** Begin Information given **
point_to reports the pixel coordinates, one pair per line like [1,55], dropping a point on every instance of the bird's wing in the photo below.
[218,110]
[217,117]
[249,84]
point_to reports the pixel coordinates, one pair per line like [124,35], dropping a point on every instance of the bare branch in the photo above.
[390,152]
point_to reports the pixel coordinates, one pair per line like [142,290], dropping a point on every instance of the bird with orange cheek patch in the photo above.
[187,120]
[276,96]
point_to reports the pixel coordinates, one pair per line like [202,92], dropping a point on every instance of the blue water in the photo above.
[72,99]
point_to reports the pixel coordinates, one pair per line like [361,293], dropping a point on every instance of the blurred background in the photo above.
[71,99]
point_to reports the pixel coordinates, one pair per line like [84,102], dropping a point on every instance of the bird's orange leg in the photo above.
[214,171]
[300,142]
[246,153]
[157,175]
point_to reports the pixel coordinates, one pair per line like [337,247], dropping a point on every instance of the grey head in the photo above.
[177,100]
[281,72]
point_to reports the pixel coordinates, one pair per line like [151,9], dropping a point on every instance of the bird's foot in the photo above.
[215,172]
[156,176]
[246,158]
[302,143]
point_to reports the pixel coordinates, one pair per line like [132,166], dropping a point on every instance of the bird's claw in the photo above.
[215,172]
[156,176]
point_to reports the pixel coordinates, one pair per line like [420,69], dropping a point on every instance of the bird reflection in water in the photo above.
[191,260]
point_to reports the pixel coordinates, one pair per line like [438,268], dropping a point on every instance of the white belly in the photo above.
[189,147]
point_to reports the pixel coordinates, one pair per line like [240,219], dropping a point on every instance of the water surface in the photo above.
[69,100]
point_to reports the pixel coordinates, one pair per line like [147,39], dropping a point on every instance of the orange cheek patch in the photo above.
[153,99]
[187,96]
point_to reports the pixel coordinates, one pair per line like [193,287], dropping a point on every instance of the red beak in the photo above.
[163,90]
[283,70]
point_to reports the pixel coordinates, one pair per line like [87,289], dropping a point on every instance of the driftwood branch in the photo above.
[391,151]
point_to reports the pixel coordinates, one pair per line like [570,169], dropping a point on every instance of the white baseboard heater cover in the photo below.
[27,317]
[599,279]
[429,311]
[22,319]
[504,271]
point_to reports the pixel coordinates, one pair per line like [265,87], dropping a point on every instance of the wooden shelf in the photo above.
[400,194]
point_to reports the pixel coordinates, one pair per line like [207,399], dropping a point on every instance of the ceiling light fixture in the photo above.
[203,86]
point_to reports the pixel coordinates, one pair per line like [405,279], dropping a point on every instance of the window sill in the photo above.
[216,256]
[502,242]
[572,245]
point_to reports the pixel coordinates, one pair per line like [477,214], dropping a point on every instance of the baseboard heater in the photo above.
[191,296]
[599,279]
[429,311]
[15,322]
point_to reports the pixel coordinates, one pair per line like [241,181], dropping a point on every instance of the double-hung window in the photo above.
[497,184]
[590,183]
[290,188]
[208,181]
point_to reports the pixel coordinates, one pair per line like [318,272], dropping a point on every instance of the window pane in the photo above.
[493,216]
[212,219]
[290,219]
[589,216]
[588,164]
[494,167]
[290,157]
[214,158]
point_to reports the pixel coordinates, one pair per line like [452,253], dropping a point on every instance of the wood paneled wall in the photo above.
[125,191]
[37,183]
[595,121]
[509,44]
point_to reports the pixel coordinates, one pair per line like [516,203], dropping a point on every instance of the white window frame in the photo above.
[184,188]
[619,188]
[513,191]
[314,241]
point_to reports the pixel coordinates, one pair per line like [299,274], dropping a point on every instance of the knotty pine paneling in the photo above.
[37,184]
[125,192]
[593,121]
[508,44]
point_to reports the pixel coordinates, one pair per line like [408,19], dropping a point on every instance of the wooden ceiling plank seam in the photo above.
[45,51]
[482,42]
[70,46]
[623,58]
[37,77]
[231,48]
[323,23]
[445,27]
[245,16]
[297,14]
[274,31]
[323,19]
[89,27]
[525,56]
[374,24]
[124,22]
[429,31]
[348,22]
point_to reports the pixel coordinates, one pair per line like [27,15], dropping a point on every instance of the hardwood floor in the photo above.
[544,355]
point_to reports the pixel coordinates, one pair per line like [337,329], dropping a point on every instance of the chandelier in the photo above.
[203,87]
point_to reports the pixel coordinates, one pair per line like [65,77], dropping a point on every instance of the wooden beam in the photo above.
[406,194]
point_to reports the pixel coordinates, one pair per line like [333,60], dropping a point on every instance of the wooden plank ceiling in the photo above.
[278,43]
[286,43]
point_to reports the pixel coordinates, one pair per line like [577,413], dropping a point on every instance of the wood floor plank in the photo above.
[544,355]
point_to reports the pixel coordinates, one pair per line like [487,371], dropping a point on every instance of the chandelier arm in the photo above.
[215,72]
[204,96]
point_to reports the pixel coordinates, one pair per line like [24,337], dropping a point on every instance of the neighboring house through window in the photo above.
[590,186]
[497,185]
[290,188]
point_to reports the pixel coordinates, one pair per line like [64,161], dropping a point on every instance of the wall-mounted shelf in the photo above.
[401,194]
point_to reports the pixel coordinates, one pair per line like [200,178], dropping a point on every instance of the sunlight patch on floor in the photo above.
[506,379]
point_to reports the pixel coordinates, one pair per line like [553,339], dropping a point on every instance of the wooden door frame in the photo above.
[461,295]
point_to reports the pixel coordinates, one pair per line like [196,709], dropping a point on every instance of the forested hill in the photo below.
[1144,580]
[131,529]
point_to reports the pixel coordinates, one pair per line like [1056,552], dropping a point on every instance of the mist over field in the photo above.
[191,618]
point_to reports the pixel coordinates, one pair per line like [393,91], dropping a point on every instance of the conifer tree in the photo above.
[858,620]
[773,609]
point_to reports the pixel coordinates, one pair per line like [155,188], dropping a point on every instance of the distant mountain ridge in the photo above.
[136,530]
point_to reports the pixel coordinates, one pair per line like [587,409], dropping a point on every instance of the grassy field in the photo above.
** End Information given **
● Do this
Every entry needs to be retyped exactly.

● Result of this task
point_to reports the pixel coordinates, one pair per line like [1,55], dropping a point on every instance of the bird's wing in the photo below.
[218,110]
[217,117]
[249,84]
point_to reports the pixel coordinates, one pair per line like [124,35], dropping a point on every instance of the bare branch in the photo above.
[390,152]
point_to reports the pixel coordinates, one pair per line like [142,290], dropping a point on every instance of the bird with orange cheek patch in the photo above.
[187,120]
[276,96]
point_to reports the pixel coordinates, one pair per line like [202,92], dropping a point on every instance of the blue water in the photo above.
[72,99]
point_to reports the pixel coordinates, one pair per line like [361,293], dropping a point on every instance of the blurred background in the photo above.
[71,99]
point_to reports the pixel coordinates, one pair per line like [84,102], dropping a point on every instance of the bird's orange leg in the photo above.
[214,171]
[300,142]
[246,153]
[157,175]
point_to reports the pixel coordinates, one pair per line like [337,247], dropping a point on every instance of the grey head in the photo above.
[177,100]
[281,72]
point_to reports the pixel coordinates, one pair per line like [151,9], dropping a point on every instance of the bird's foot in the photo above.
[215,172]
[156,176]
[246,158]
[302,143]
point_to reports the pixel coordinates, one pair per line like [132,166], dropping a point on every instance of the bird's claw in the photo above.
[215,172]
[156,176]
point_to reports the pixel coordinates, one pair per line like [420,69], dropping a point on every instance of the bird reflection in water in the photo above.
[191,260]
point_to reports the pixel coordinates, one pair per line like [438,268], dropping a point on every instance of the white belly in the photo above.
[189,147]
point_to reports the pixel coordinates, one pair per line like [240,219], dropping a point on every instance of the water surface in the photo above.
[69,100]
point_to reports the pixel coordinates, one pair per line like [147,39], dropping a point on every instance of the orange cheek patch in the photo above.
[153,99]
[187,96]
point_to reports the pixel coordinates, one pair per line like [193,287], dropping a point on every instance of the red beak in the photo above.
[163,90]
[283,70]
point_to reports the pixel coordinates, one pair per line like [87,289], dropping a point on every instance of the driftwood branch in the photo above.
[391,151]
point_to reports the pixel coordinates, one pair per line like [570,169], dropping a point on every instance of the white baseboard heater cover in the photo below.
[27,317]
[599,279]
[429,311]
[22,319]
[504,271]
point_to reports the pixel coordinates, one pair per line like [265,87], dropping a point on every instance of the wooden shelf in the photo above.
[400,194]
point_to reports the pixel coordinates, one pair per line like [207,399], dropping a point on every instance of the ceiling light fixture in the photo above.
[203,86]
point_to reports the pixel coordinates, one pair per line like [405,279], dropping a point on every instance of the window sill in the photo above.
[216,256]
[502,242]
[572,245]
point_to reports the pixel coordinates, one pair per line like [477,214], dropping a point on every instance of the baseboard heater in the photo above.
[191,296]
[599,279]
[429,311]
[15,322]
point_to reports the pixel coordinates, one pair per line like [241,181], dropping a point on every instance of the double-hung window in the photo above.
[497,184]
[590,183]
[290,188]
[208,181]
point_to reports the pixel coordinates, one pair per line like [318,272], dropping a point on every instance of the window pane in the photo above.
[493,216]
[212,219]
[290,219]
[589,216]
[588,164]
[494,167]
[290,157]
[214,158]
point_to reports the pixel coordinates, one pair per line like [452,253], dropping a point on every instance of the wood paneled wall in the photo above.
[125,191]
[37,183]
[595,121]
[509,44]
point_to reports the pixel coordinates, one pair per line like [516,203], dropping a point on every instance of the white window frame in the photo above.
[184,188]
[619,188]
[513,191]
[314,241]
point_to reports the pixel coordinates, one pair per line like [299,274], dropping a point on every instance of the knotty pine paneling in the photo above.
[37,184]
[125,192]
[593,121]
[508,44]
point_to reports the pixel coordinates, one pair per line like [408,19], dropping a point on every instance of the wooden ceiling plank seam in the photo above.
[45,51]
[482,42]
[70,46]
[623,58]
[37,77]
[231,48]
[323,23]
[445,27]
[245,16]
[297,14]
[274,31]
[323,19]
[89,27]
[525,56]
[374,24]
[124,22]
[429,31]
[348,22]
point_to reports the pixel coordinates, one pair per line like [27,15], dropping a point on every instance of the hardwood floor in the photo above.
[544,355]
point_to reports the pixel coordinates, one pair per line like [337,329], dropping a point on every instance of the chandelier in the photo above.
[203,87]
point_to reports the pixel coordinates, one pair per line like [65,77], dropping a point on every instance of the wooden beam in the photo above.
[406,194]
point_to reports the pixel coordinates, one pair per line like [333,60], dropping a point on every instance of the wooden plank ceiling in the photo above.
[278,43]
[286,43]
point_to reports the pixel coordinates, one pair per line like [577,413], dropping a point on every instance of the wood floor plank in the photo above.
[544,355]
point_to reports the pixel coordinates, one pair per line like [487,371], dropping a point on every instance of the chandelier arm in the photo above.
[215,72]
[204,96]
point_to reports the pixel coordinates, one pair per line like [24,337], dropping a point on every instance of the neighboring house through window in the photo above.
[590,186]
[497,185]
[290,188]
point_to reports the pixel coordinates, one pair per line like [64,161], dropping a point on every instance of the wall-mounted shelf in the photo above.
[401,194]
point_to reports the pixel coordinates, one pair per line like [200,178], dropping a point on every instance of the sunlight patch on floor in the photo above.
[506,379]
point_to reports the pixel coordinates, one pair per line like [553,339], dropping a point on every instance of the wooden door frame in the photo above.
[461,295]
point_to reports the pixel coordinates, one pair per line like [196,709], dropping a point on every instance of the forested hill in the photo below.
[1144,580]
[131,529]
point_to reports the pixel coordinates, one pair per line like [1056,552], dropping a point on every instance of the mist over field in the photo above.
[191,618]
point_to reports the pixel coordinates, one pair per line like [393,91], dropping a point on every instance of the conifer tree in the photo above.
[858,620]
[773,609]
point_to reports the pixel coordinates, one pair per line like [155,188], dropping a point on every instance of the distant mountain ridge in the photo above.
[136,530]
point_to reports the pixel coordinates, one pair per line like [587,409], dropping a point on every instance of the grassy field in the photo above.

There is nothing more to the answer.